__TEXT SHOWN__
Lowell Smith, plaintiff, sued Ted Lynn Adams, defendant, because of injuries received by plaintiff when he fell from the front fender of an automobile driven by defendant, as they were engaged in hunting rabbits. Verdict and judgment were rendered in plaintiff's favor and defendant appeals. Defendant's brief sets forth his version of the evidence, but in cases such as this, where a verdict and judgment are rendered in the lower court, and approved by the trial judge, the evidence must be construed most favorably towards the prevailing party so as to support the verdict, and all conflicts and inferences arising from the evidence must be construed in favor of the prevailing party. See Boatright v. Rich's, 121 Ga. App. 121 (173 SE2d 232)
; Sharp v. Thomas, 125 Ga. App. 137 (186 SE2d 589)
. And in such construction of the evidence, the jury may have believed part of the testimony of a witness and may have disbelieved other parts of his testimony. See Adams v. Adams 218 Ga. 67
, 78 (126 SE2d 769
); Powell v. Blackstock, 64 Ga. App. 442 (5) (13 SE2d 503)
; Campbell v. State, 157 Ga. 233 (2) (121 SE 306)
In light of the foregoing, there was evidence in this case was sufficient to show that as plaintiff was perched on the front fender of the car, the speed was accelerated and plaintiff proffered to defendant to slow down, and another passenger likewise requested defendant to slow down; that the defendant heard these requests, but continued at the greater rate of speed for about 500 yards; and then applied ("slammed on") the brakes, and caused plaintiff to fall into the road where the car ran over him; that plaintiff hollered again and asked defendant not to back the car over plaintiff, but defendant deliberately backed over him, and plaintiff was hurt worse in being backed over by the car than he was before. (Tr. pp. 11, 28, 29, 31, 47, 48, 50, 52, 53, 59, 60 and 63). Held:
1. Defendant contends that plaintiff was required to prove wilful and wanton negligence in order to recover. Even if plaintiff was required to prove that degree of negligence, such wilful and wanton negligence may be proven without proof that defendant deliberately and intentionally committed the wrongful acts complained of. If a defendant acts with that "entire absence of care which would raise the presumption of conscious indifference" to consequences, that will suffice to prove wilful and wanton negligence. Frye v. Pyron, 51 Ga. App. 613 (3) (181 SE 142), and cases there cited.
2. But in this case, when plaintiff hollered to defendant and requested that speed be reduced, and he continued at same high rate of speed, the jury would have been authorized to determine that the relationship of host-driver and guest-passenger was changed, and that thereafter the plaintiff was being transported against his will, and the jury could have determined that thereafter plaintiff was only required to prove simple negligence in order to recover. Blanchard v. Ogletree, 41 Ga. App. 4 (2) (152 SE 116)
; Anderson v. Williams, 95 Ga. App. 684
, 686 (98 SE2d 579
); Dixon v. Merry Bros. Brick & Tile Co., 56 Ga. App. 626
, 631 (3) (193 SE 599
). We emphasize that this would have been a question for solution by the jury.

__SHORT TASK 1__
Report only the number of lines in the records that contain the string "hydrangea", counting matches that agree in case.
__SHORT TASK 2__
Carry on the court opinion about the fall from the car fender, picking up right after its last sentence.

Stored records
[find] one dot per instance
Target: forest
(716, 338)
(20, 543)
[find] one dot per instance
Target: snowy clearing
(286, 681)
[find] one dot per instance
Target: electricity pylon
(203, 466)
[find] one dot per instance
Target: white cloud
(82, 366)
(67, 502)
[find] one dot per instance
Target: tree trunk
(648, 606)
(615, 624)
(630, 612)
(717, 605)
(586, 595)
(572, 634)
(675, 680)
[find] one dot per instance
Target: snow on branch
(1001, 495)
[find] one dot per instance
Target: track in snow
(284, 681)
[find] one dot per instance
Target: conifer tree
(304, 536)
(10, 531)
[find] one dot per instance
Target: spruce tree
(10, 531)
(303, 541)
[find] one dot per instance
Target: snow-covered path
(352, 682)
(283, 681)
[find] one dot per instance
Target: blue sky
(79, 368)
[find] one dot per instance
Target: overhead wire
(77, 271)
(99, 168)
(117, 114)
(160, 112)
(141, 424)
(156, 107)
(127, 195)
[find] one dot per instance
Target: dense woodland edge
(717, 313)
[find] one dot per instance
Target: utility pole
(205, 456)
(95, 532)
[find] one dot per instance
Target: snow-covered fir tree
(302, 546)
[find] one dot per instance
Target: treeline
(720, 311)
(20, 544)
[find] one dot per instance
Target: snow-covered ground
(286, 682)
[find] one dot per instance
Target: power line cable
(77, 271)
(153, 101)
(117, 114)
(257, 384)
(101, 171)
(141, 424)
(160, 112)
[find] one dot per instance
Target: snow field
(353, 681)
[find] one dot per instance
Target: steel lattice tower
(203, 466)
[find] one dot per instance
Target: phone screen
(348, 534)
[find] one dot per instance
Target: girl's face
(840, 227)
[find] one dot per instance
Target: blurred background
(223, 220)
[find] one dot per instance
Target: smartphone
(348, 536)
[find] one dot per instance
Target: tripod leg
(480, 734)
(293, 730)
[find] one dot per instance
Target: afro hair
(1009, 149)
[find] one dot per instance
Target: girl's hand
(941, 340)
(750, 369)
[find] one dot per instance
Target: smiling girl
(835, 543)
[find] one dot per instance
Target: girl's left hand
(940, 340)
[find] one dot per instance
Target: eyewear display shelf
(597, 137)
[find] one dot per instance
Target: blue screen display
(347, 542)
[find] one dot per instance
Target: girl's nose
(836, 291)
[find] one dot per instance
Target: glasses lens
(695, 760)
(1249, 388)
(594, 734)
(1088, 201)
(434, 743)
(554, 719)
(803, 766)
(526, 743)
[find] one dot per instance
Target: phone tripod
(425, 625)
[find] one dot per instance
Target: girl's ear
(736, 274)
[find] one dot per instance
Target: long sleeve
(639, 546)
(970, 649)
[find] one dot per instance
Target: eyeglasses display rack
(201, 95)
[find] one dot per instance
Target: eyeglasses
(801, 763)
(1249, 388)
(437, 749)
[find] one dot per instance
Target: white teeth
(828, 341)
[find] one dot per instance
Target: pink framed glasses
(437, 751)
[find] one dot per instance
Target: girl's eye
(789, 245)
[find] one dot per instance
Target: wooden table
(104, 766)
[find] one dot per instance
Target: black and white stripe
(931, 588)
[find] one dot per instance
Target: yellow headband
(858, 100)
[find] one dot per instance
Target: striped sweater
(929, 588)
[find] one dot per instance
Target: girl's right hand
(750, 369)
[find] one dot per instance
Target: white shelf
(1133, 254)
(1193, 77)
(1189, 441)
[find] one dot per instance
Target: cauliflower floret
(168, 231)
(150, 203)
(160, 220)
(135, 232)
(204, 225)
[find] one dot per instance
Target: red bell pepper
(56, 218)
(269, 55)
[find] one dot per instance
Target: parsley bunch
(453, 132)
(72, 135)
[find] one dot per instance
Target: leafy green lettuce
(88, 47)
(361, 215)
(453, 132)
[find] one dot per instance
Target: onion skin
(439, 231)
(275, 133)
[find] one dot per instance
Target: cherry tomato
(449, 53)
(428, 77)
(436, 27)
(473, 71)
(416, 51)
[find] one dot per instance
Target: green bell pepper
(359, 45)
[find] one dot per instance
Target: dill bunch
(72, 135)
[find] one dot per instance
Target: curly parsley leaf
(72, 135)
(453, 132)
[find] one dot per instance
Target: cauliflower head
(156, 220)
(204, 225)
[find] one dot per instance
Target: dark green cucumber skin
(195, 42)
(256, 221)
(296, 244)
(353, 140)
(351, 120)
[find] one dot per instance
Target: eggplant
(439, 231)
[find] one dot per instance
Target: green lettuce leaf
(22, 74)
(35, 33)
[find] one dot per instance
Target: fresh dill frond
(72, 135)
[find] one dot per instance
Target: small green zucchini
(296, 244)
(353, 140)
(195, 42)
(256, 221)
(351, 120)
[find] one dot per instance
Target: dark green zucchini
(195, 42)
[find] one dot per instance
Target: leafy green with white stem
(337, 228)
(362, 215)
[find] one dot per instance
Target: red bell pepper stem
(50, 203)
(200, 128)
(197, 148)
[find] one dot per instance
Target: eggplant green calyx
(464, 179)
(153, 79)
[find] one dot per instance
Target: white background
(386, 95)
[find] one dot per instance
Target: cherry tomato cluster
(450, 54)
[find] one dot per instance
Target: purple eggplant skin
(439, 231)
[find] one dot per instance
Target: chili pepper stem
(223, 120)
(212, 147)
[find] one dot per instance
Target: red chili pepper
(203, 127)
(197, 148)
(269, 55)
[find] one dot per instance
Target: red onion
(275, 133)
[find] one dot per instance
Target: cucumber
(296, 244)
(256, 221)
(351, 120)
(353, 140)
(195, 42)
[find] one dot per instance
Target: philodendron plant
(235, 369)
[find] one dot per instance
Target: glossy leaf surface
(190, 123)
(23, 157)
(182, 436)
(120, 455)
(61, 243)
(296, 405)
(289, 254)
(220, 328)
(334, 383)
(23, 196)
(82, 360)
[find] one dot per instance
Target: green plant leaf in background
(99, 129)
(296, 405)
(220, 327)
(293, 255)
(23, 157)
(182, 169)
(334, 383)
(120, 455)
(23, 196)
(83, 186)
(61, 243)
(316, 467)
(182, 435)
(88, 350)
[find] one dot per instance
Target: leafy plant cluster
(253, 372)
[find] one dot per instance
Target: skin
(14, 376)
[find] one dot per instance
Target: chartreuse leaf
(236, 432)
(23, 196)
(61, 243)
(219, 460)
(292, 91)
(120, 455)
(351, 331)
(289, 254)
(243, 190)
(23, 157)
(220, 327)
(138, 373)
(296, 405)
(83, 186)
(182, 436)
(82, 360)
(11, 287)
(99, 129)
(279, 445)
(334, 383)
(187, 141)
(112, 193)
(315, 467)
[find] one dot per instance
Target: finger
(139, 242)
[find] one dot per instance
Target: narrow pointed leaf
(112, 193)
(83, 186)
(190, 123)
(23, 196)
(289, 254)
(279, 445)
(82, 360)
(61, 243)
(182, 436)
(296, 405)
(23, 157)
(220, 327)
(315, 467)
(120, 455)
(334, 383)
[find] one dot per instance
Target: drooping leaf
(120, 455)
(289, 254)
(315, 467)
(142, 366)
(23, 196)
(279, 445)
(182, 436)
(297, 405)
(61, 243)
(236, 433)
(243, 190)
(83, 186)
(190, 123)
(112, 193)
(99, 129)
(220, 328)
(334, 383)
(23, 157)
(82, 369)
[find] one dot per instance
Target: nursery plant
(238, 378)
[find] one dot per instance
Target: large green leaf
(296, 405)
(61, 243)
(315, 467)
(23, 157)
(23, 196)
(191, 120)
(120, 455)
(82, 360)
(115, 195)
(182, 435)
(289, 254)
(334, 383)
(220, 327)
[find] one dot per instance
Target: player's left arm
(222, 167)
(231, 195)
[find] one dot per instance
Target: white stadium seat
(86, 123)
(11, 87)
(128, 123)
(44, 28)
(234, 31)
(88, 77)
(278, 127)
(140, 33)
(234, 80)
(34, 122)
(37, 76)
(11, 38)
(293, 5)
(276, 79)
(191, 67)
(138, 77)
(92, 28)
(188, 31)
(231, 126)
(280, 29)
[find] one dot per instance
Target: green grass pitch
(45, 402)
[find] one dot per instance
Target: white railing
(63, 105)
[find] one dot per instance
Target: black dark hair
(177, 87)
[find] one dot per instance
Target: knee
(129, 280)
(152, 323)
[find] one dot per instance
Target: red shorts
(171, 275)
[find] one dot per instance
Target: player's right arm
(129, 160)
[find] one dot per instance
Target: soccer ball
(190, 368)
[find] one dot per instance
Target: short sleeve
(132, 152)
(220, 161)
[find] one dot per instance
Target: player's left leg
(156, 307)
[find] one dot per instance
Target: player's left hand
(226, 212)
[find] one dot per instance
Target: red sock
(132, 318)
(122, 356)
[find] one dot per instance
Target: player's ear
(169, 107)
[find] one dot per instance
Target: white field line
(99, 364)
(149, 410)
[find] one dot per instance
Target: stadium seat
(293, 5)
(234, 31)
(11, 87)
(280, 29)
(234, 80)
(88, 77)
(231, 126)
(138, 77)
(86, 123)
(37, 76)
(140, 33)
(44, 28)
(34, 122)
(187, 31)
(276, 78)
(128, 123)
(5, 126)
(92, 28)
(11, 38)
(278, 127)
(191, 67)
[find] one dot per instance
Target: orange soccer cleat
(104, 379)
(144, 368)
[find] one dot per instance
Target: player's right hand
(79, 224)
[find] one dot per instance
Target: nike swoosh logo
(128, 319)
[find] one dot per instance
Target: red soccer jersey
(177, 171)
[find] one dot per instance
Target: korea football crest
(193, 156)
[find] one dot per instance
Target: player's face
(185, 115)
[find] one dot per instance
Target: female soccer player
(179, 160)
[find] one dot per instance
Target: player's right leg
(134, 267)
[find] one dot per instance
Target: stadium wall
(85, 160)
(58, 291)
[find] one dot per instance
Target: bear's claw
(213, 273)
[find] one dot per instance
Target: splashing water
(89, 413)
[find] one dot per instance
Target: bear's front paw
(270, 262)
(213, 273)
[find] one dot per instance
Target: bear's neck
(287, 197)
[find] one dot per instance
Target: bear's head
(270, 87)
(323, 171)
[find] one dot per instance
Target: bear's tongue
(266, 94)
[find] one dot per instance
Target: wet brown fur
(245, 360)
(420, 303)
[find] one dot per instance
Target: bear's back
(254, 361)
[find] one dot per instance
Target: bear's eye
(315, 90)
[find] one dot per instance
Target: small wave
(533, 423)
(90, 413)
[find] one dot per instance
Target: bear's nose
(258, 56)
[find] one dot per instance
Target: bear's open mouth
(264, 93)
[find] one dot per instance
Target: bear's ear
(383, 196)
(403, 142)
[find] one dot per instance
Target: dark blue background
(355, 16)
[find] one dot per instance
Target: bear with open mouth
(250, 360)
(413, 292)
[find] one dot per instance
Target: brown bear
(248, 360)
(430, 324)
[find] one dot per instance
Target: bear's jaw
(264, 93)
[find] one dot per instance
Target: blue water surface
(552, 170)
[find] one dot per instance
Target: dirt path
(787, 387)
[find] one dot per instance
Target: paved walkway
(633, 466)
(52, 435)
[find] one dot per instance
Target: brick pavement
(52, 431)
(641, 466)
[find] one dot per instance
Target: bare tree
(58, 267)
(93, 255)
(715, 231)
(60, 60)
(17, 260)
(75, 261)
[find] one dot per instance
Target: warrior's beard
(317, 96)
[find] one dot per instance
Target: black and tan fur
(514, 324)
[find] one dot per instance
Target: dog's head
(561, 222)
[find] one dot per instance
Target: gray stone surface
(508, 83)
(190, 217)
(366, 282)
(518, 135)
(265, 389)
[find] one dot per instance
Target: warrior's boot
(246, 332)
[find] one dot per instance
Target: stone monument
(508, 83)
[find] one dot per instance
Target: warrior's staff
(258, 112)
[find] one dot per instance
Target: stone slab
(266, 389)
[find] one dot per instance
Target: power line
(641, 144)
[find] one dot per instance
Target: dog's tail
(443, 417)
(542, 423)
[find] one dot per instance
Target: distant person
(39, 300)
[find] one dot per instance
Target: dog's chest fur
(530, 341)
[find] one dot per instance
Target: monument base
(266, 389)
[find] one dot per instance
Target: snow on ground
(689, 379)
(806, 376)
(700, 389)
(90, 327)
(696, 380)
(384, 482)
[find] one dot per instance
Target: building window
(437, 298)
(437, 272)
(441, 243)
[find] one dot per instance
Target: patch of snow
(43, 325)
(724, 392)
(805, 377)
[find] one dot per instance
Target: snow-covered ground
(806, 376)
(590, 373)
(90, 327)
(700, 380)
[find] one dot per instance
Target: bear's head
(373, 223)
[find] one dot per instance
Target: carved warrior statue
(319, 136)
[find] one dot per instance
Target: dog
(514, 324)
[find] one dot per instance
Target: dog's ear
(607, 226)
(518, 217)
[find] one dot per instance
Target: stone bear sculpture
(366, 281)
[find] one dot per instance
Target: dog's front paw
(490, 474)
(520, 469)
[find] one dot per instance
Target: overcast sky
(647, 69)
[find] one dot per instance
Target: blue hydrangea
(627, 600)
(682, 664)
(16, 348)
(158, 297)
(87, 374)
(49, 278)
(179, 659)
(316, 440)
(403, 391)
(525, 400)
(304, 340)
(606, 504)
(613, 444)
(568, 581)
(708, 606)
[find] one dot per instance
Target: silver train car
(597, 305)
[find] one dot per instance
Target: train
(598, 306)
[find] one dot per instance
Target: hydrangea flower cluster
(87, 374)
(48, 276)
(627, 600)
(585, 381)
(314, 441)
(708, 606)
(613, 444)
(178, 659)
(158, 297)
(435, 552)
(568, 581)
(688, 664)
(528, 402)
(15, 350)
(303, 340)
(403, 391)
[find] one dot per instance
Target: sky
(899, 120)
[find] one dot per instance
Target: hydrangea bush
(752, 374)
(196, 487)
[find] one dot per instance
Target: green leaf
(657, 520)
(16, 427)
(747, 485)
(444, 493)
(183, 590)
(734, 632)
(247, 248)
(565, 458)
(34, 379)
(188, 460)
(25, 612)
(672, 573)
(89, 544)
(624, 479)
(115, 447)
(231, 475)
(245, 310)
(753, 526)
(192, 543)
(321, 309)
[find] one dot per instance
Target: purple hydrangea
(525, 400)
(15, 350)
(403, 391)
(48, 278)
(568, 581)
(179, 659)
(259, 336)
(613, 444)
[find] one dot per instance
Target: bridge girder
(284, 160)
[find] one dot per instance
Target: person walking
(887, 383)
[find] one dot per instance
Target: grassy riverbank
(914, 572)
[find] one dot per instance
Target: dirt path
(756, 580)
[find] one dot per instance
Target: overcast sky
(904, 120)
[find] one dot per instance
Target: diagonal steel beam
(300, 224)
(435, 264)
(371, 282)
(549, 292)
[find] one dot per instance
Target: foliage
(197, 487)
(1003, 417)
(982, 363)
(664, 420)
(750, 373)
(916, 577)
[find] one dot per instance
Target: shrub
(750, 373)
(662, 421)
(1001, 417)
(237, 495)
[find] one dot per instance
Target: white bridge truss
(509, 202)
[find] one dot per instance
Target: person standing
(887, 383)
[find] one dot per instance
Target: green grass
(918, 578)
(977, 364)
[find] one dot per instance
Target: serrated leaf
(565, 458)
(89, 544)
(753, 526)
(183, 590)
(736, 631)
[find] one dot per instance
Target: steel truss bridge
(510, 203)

__EXERCISE OUTPUT 1__
4

__EXERCISE OUTPUT 2__
3. Defendant contends plaintiff cannot recover because both plaintiff and defendant were engaged in an illegal enterprise, hunting rabbits from an automobile, etc. In support, he cites one case only, to wit: Wallace v. Cannon, 38 Ga. 199
, where it was held that one who was violating the supreme law of the land by engaging in acts of warfare against the United States of America could not recover; and this case is followed by Martin v. Wallace, 40 Ga. 52
, 53, which is also a case of making war on the United States of America. Hunting rabbits from an automobile cannot be equated with making war on the United States, and is not in violation of the supreme law of the land. The law as to engagement in illegal enterprises and denial of recovery to the parties is usually applied in contractual cases, and most particularly to equity cases. Code 37-104, 37-112. A well known rule in equity is that the complainant must come into court with clean hands, otherwise the law will leave him where it finds him. Of course, this is not a contract case, nor a case in equity. This court has correctly set forth the rule in Gaines v. Wolcott, 119 Ga. App. 313 (167 SE2d 366)
, wherein an unmarried minor sought an illegal abortion, and was allowed a recovery against the physician, even though both were engaged in an illegal act, and at page 318 it is pertinently stated: "But a person does not become an outlaw and lose all rights by doing an illegal act." (Emphasis supplied). The Supreme Court granted certiorari in the Gaines case, and affirmed this court in Wolcott v. Gaines, 225 Ga. 373 (169 SE2d 165)
Additionally, in this case, the jury could have concluded that the rabbit hunting had ceased, because defendant was deliberately trying to dislodge plaintiff from the front fender of the car, by running at a high rate of speed, not responding to the hollered requests to slow down, and when the high speed did not dislodge him, deliberately "slamming on," the brakes, which threw plaintiff into the road.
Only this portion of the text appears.